_WHAT IS BEING ASKED_
Write the listing below again, word for word.

_DATA FOR THE TASK_

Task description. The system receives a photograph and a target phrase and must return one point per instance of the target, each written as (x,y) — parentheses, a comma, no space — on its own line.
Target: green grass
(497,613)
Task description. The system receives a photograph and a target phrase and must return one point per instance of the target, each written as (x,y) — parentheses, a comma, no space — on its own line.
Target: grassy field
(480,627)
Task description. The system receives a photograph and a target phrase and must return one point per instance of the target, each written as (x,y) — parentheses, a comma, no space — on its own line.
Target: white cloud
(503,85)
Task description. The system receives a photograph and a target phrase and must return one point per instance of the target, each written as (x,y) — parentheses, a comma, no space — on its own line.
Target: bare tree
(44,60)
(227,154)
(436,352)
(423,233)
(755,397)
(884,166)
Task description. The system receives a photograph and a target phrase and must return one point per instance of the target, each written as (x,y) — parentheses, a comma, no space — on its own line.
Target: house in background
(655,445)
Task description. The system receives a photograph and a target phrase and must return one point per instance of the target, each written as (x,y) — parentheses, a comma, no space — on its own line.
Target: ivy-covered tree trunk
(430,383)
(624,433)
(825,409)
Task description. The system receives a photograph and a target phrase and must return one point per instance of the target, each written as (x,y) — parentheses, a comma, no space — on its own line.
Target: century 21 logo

_EXPECTED OUTPUT_
Task description. The system receives a photograph and a target phrase and must return one point per instance of the target, each written as (x,y) — parentheses, a comma, no space — on its own line.
Target: green grass
(497,613)
Task description. The system receives a photograph and a target phrase and must return one point per instance of the target, each written as (x,y) — parentheses, a comma, no space — on its own line.
Target: grassy field
(480,627)
Task description. The system receives a photograph and a target phrase and must return one point per instance of the target, each written as (x,y) — parentheses, a comma, no space — on its own line.
Target: white cloud
(503,85)
Task description. The system receives a photograph and a target phrase and must return one point per instance of the target, each written as (x,y) — parentheses, a comma, no space — on its own line.
Target: bare tree
(44,60)
(227,154)
(436,352)
(423,233)
(755,397)
(884,166)
Task description. The system receives a photograph and a target phrase and must return one point per instance of the target, each written as (x,y) — parentheses, a comma, no space — on its own line.
Target: house in background
(655,445)
Task description. The system receives a photograph and a target phrase and must return one point per instance of the target, each written as (x,y) — parentheses, a comma, no space — on its own line.
Target: ivy-covered tree trunk
(430,383)
(624,433)
(825,409)
Task description. The system receives a photograph and a target phrase and must return one point per instance of the target, each written as (x,y) — parentheses, a comma, no space — on its own line.
Target: century 21 logo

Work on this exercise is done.